- _WHAT NEEDS TO BE DONE_
Reproduce all of the records below word for word, but leave the pictures out.

Dataset rows showing where objects appear
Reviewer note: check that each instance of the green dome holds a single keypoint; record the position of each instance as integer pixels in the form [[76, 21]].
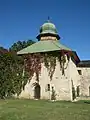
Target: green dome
[[48, 28]]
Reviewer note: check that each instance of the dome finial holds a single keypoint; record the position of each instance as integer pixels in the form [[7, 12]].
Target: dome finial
[[48, 19]]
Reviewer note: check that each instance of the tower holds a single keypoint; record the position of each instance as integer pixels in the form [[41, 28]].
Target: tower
[[48, 31]]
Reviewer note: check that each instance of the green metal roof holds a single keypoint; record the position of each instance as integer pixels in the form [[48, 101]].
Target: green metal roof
[[43, 46]]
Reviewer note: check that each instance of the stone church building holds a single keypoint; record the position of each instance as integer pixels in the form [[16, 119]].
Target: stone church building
[[74, 83]]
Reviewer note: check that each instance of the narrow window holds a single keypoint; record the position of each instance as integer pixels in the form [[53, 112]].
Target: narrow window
[[79, 72]]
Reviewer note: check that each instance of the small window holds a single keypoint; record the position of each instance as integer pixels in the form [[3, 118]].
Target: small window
[[79, 72]]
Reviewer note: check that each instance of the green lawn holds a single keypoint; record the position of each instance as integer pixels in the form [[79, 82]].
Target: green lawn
[[43, 110]]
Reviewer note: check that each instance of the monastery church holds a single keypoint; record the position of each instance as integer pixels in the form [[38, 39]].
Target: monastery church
[[63, 76]]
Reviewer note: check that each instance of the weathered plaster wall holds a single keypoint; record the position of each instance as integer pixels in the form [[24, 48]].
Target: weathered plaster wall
[[85, 81], [61, 84]]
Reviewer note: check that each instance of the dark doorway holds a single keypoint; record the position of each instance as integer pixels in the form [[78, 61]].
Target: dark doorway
[[37, 91]]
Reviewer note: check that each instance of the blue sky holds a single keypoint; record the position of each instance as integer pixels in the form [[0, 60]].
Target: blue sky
[[21, 20]]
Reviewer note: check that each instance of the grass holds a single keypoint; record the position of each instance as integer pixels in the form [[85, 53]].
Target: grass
[[44, 110]]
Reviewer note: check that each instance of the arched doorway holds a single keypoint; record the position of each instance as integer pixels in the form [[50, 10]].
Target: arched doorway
[[37, 91]]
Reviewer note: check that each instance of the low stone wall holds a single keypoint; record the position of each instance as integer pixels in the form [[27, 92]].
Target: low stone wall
[[83, 98]]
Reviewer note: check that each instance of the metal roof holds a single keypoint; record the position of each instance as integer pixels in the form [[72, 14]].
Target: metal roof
[[43, 46]]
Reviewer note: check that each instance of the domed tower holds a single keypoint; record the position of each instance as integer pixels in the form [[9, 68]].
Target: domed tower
[[48, 31]]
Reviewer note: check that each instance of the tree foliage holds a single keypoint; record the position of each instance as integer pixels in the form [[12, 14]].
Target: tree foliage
[[12, 80]]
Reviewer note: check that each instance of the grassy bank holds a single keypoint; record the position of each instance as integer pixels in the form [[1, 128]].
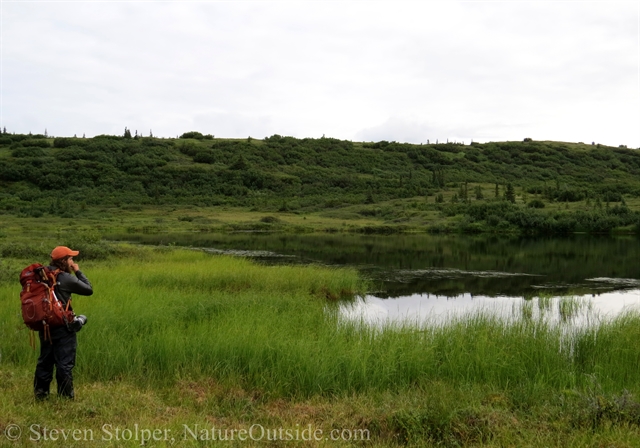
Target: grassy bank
[[180, 337]]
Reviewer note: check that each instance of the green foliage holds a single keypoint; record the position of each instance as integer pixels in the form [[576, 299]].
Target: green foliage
[[303, 174]]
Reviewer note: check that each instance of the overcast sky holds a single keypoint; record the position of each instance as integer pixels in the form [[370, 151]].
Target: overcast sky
[[358, 70]]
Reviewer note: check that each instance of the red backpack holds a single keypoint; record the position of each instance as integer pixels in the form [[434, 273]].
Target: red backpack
[[41, 308]]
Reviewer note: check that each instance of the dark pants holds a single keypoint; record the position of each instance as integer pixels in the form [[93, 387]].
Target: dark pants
[[61, 353]]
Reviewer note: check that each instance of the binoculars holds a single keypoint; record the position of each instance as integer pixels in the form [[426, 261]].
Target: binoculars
[[78, 323]]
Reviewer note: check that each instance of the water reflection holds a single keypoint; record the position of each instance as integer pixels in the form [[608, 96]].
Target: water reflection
[[420, 309], [403, 265], [429, 277]]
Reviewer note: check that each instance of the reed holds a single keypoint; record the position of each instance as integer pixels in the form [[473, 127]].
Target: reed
[[175, 315]]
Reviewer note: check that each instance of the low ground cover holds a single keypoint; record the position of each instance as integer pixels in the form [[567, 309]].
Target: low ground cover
[[185, 341]]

- _ANSWER TO THIS TASK_
Reviewer note: check that each instance of the green dome holds a single keypoint; record the position of each instance as integer pixels in the form [[76, 21]].
Target: green dome
[[48, 28]]
Reviewer note: check that each instance of the dome finial holds a single keypoint; record the position of each instance as integer pixels in the form [[7, 12]].
Target: dome finial
[[48, 19]]
Reviewer note: check that each instance of the tower holds a single keypoint; record the position of each instance as integer pixels in the form [[41, 28]].
Target: tower
[[48, 31]]
Reviewer note: check that each instance of the green metal roof holds a single keypoint; record the position of each instance as integer pixels in the form [[48, 101]].
Target: green metal roof
[[43, 46]]
Reviewer note: check that each instance of the stone church building holds a single keypoint; record the position of each instance as integer pixels in the form [[16, 119]].
Target: stone church building
[[74, 83]]
Reviewer note: check that each instance of the narrow window holds a single keypoint; record the position of each instance as integer pixels in the form [[53, 112]].
Target: narrow window
[[79, 72]]
Reviewer note: check that each instance of the small window holds a single keypoint; record the position of each instance as integer pixels in the form [[3, 118]].
Target: small window
[[79, 72]]
Reviewer note: check that each instance of the green lawn holds a single keypoint; record the position of each instance as integer pixels in the form [[79, 82]].
Target: green lawn
[[43, 110]]
Reviewer note: check that each instance of the monastery church holds a single keypoint; record the position of each instance as integer pixels in the form [[38, 39]].
Target: monastery church
[[63, 76]]
Reviewer note: check that each instance of the weathered plaster wall holds a single keypoint; record the position of each instance as integer pixels in the form [[24, 48]].
Target: weathered plaster wall
[[85, 81], [61, 84]]
Reviewer note: check that each instance of the dark doorway holds a single keypoint; record the position of each instance as integer pixels in the form [[78, 61]].
Target: dark doorway
[[37, 91]]
Reviewer note: check that each instance of the blue sky holds a single keypoint; record the position of each instance as integer pixels in the form [[0, 60]].
Target: blue sky
[[21, 20]]
Reviewer note: check that each instance of the grass holds a single keypoint; record the position of each instance as integer pixels in the form [[85, 53]].
Target: grass
[[44, 110]]
Reviewer note: check that each instance of the arched doorway holds a single keypoint; record the position of each instance as integer pixels in the form [[50, 10]].
Target: arched doorway
[[37, 91]]
Reviewer note: check that each instance of the low stone wall holds a single keypoint; record the position of each instance as integer pixels in the form [[27, 92]].
Target: low stone wall
[[83, 98]]
Reviewer note: check that each instance of the metal roof holds a single keypoint; record the position of each instance as integer pixels in the form [[72, 14]].
Target: metal roof
[[43, 46]]
Reviewer note: check that each instance of the domed tower holds a single keypoint; record the position of each instance as integer pixels in the form [[9, 68]].
Target: domed tower
[[48, 31]]
Reviewer note: check that each instance of the tree foliage holds a single keypoint; record the position of each instance as integer pixels in the form [[12, 14]].
Target: tree foliage
[[12, 80]]
Reviewer note: check that each instance of the grassy bank holds a single keypoint; record the position of each instance as integer pixels in the form [[1, 128]].
Target: grassy bank
[[180, 337]]
Reviewer note: check that each instance of the green foliage holds a single keypoint; record the position of each instance as integer pixels in the form [[576, 299]].
Target: green foliage
[[303, 174]]
Reviewer note: check that each instance of the overcast sky holds a single keypoint; record the position of each instance as integer pixels in the form [[370, 151]].
Target: overcast sky
[[358, 70]]
Reviewer note: check that each instance of the red backpack holds a single keypoint; record the position of each instance as integer pixels in the form [[434, 273]].
Target: red backpack
[[41, 308]]
Reviewer note: check that each instance of the dark pants holds a single keypoint; record the position of each instance as integer pixels in the form [[93, 387]].
Target: dark pants
[[61, 353]]
Reviewer note: check that each instance of the binoculars holds a single keypoint; record the position of each instance as integer pixels in the form [[426, 261]].
Target: binoculars
[[78, 323]]
Reviewer note: check that each instance of the water reflection holds a single keypoint; record the position of each instance as integer pixels in the form [[608, 96]].
Target: water reflection
[[420, 309], [403, 265], [429, 277]]
Reviewer note: check that each instance of the reed holds a single keypoint; record the position of each instance as integer pixels in the form [[473, 127]].
Target: reed
[[175, 315]]
Reviewer note: check that each instance of the low ground cover holds a single keypoint; record the position of each instance as integer pixels in the form [[567, 309]].
Target: low ground cover
[[185, 341]]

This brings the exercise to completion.